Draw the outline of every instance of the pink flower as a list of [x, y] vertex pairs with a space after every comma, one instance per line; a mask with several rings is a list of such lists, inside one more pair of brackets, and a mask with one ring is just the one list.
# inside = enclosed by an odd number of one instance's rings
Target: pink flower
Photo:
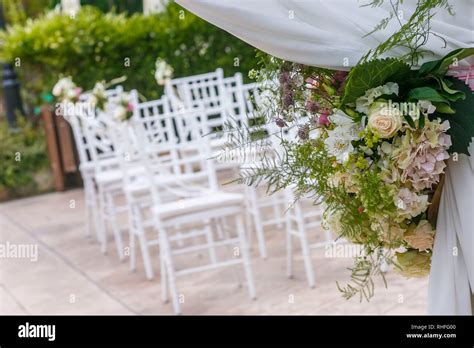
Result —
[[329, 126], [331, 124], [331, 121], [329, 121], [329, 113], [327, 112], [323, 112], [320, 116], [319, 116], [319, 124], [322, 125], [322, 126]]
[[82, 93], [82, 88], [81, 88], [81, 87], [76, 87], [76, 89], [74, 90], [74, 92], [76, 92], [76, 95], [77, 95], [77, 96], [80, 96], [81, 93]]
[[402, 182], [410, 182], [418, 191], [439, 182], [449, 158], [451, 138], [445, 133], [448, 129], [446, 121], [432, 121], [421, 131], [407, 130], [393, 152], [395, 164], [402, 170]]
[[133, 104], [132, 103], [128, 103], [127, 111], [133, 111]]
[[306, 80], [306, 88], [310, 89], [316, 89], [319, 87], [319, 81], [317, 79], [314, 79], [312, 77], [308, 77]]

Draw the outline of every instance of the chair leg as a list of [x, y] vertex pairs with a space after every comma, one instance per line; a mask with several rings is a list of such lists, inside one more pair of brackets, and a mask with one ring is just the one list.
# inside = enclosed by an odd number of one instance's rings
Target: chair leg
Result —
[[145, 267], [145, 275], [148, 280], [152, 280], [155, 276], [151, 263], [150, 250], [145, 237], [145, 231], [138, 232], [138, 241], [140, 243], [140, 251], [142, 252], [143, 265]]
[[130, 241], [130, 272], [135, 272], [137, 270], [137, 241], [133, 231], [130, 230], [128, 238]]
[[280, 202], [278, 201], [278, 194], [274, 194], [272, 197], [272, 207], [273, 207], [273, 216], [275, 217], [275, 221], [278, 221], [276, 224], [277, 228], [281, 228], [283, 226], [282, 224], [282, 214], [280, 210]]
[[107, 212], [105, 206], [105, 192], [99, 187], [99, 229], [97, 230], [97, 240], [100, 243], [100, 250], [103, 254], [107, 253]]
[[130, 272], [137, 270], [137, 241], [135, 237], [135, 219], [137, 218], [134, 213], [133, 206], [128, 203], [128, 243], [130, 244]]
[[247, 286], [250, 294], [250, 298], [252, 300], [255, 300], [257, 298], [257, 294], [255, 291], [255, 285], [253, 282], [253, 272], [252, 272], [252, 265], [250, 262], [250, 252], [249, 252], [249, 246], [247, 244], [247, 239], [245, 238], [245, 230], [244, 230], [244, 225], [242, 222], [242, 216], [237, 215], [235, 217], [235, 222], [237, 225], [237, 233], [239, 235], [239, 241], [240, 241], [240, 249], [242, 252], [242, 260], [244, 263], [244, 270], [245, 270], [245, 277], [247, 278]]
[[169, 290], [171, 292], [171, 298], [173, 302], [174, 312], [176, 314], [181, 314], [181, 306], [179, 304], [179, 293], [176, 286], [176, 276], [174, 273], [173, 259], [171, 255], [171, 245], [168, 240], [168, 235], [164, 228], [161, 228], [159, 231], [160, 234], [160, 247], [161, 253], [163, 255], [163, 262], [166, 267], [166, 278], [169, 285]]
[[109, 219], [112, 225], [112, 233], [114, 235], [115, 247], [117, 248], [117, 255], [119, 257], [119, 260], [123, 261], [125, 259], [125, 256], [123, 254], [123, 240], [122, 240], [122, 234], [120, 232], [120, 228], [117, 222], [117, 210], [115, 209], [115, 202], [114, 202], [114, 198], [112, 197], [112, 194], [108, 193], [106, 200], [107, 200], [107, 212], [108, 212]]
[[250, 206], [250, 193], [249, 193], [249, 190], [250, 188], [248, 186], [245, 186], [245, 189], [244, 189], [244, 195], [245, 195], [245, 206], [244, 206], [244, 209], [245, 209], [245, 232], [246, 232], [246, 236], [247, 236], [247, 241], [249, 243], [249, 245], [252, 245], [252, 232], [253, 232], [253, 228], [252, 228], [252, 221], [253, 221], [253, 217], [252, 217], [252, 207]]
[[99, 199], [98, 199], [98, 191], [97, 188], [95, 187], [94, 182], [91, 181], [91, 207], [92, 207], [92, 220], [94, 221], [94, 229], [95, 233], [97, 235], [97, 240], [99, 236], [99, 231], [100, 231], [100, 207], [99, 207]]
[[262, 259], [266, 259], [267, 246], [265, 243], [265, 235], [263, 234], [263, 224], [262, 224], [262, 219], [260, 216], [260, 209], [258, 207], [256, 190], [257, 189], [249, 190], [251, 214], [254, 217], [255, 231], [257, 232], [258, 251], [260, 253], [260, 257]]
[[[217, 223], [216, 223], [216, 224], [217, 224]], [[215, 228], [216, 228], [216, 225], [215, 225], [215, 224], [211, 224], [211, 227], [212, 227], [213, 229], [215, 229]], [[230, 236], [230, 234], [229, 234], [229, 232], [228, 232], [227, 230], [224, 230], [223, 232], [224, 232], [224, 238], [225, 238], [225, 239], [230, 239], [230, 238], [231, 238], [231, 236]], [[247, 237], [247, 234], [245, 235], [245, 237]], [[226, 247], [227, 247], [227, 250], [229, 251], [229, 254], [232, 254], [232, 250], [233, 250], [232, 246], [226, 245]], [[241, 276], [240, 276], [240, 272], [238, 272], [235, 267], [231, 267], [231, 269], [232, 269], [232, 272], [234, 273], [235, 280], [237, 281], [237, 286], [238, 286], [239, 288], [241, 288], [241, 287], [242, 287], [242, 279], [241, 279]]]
====
Task |
Above are the records; repeat them exactly, omitting every picture.

Answer to this task |
Draw the outline of every instance of the pink flower as a list of [x, y] vertex pairs with a space after every comma, one instance per line; a mask with several rings is a list of such lists, inside one more pair of brackets, and a mask with one ring is just the one list.
# inside = enclosed by an odd number of one instance's rings
Target: pink flower
Photo:
Result —
[[329, 126], [331, 124], [331, 121], [329, 121], [329, 113], [327, 112], [323, 112], [320, 116], [319, 116], [319, 124], [322, 125], [322, 126]]
[[82, 93], [82, 88], [81, 88], [81, 87], [76, 87], [76, 89], [74, 90], [74, 92], [76, 92], [76, 95], [77, 95], [77, 96], [80, 96], [81, 93]]
[[402, 182], [410, 182], [418, 191], [439, 182], [449, 158], [451, 138], [445, 133], [448, 129], [446, 121], [432, 121], [421, 131], [407, 130], [393, 152], [395, 164], [402, 170]]
[[133, 104], [132, 103], [128, 103], [127, 111], [133, 111]]
[[306, 80], [306, 88], [310, 89], [316, 89], [319, 87], [319, 81], [317, 79], [314, 79], [312, 77], [308, 77]]

Draw the outline of every instance of the chair leg as a list of [x, y] vertex pairs with a space after every comma, one instance per line; a mask with several rings is a list of such lists, inside one more pair of brackets, and a mask with one ring is just the one list.
# inside = enclosed by an odd number of one instance's rings
Target: chair leg
Result —
[[145, 267], [145, 275], [148, 280], [152, 280], [155, 276], [151, 263], [150, 250], [145, 237], [145, 231], [138, 232], [138, 241], [140, 243], [140, 251], [142, 252], [143, 265]]
[[130, 241], [130, 272], [135, 272], [137, 270], [137, 241], [133, 231], [130, 230], [128, 238]]
[[280, 202], [278, 201], [278, 194], [274, 194], [272, 197], [272, 207], [273, 207], [273, 216], [275, 217], [275, 221], [278, 221], [276, 224], [277, 228], [281, 228], [283, 226], [282, 224], [282, 214], [280, 210]]
[[107, 212], [105, 206], [105, 192], [99, 187], [99, 229], [97, 230], [97, 240], [100, 243], [100, 250], [103, 254], [107, 253]]
[[130, 272], [137, 270], [137, 241], [135, 237], [135, 219], [137, 218], [134, 213], [133, 206], [128, 203], [128, 243], [130, 244]]
[[247, 286], [250, 294], [250, 298], [252, 300], [255, 300], [257, 298], [257, 294], [255, 291], [255, 285], [253, 282], [253, 272], [252, 272], [252, 265], [250, 262], [250, 252], [249, 252], [249, 246], [247, 244], [247, 239], [245, 238], [245, 230], [244, 230], [244, 225], [242, 222], [242, 216], [237, 215], [235, 217], [235, 222], [237, 225], [237, 233], [239, 235], [239, 241], [240, 241], [240, 249], [242, 252], [242, 260], [244, 263], [244, 270], [245, 270], [245, 277], [247, 278]]
[[169, 290], [171, 292], [171, 298], [173, 302], [174, 312], [176, 314], [181, 314], [181, 306], [179, 304], [179, 293], [176, 286], [176, 276], [174, 273], [173, 259], [171, 255], [171, 245], [168, 240], [168, 235], [164, 228], [161, 228], [159, 231], [160, 234], [160, 247], [161, 253], [163, 255], [163, 262], [166, 267], [166, 278], [169, 285]]
[[109, 219], [112, 225], [112, 233], [114, 235], [115, 247], [117, 248], [117, 255], [119, 257], [119, 260], [123, 261], [125, 259], [125, 256], [123, 254], [123, 240], [122, 240], [122, 234], [120, 232], [120, 228], [117, 222], [117, 210], [115, 209], [115, 202], [114, 202], [114, 198], [112, 197], [112, 194], [108, 193], [106, 200], [107, 200], [107, 212], [108, 212]]
[[250, 206], [250, 193], [249, 193], [249, 190], [250, 188], [248, 186], [245, 186], [245, 189], [244, 189], [244, 195], [245, 195], [245, 206], [244, 206], [244, 209], [245, 209], [245, 232], [246, 232], [246, 236], [247, 236], [247, 241], [249, 243], [249, 245], [252, 245], [252, 232], [253, 232], [253, 228], [252, 228], [252, 221], [253, 221], [253, 217], [252, 217], [252, 207]]
[[99, 199], [98, 199], [98, 191], [97, 188], [95, 187], [94, 182], [91, 181], [91, 207], [92, 207], [92, 220], [94, 221], [94, 229], [95, 233], [97, 235], [97, 240], [99, 236], [99, 231], [100, 231], [100, 207], [99, 207]]
[[262, 259], [266, 259], [267, 246], [265, 243], [265, 235], [263, 234], [263, 224], [262, 224], [262, 219], [260, 216], [260, 209], [258, 207], [256, 190], [257, 189], [249, 190], [251, 214], [254, 217], [255, 231], [257, 232], [258, 251], [260, 253], [260, 257]]
[[[217, 223], [216, 223], [216, 224], [217, 224]], [[215, 228], [216, 228], [216, 225], [215, 225], [215, 224], [211, 224], [211, 227], [212, 227], [213, 229], [215, 229]], [[230, 236], [230, 234], [229, 234], [229, 232], [228, 232], [227, 230], [224, 230], [223, 232], [224, 232], [224, 238], [225, 238], [225, 239], [230, 239], [230, 238], [231, 238], [231, 236]], [[247, 237], [247, 234], [245, 235], [245, 237]], [[226, 247], [227, 247], [227, 250], [229, 251], [229, 254], [232, 254], [232, 250], [233, 250], [232, 246], [226, 245]], [[241, 276], [240, 276], [240, 272], [238, 272], [235, 267], [231, 267], [231, 269], [232, 269], [232, 272], [234, 273], [235, 280], [237, 281], [237, 286], [238, 286], [239, 288], [241, 288], [241, 287], [242, 287], [242, 279], [241, 279]]]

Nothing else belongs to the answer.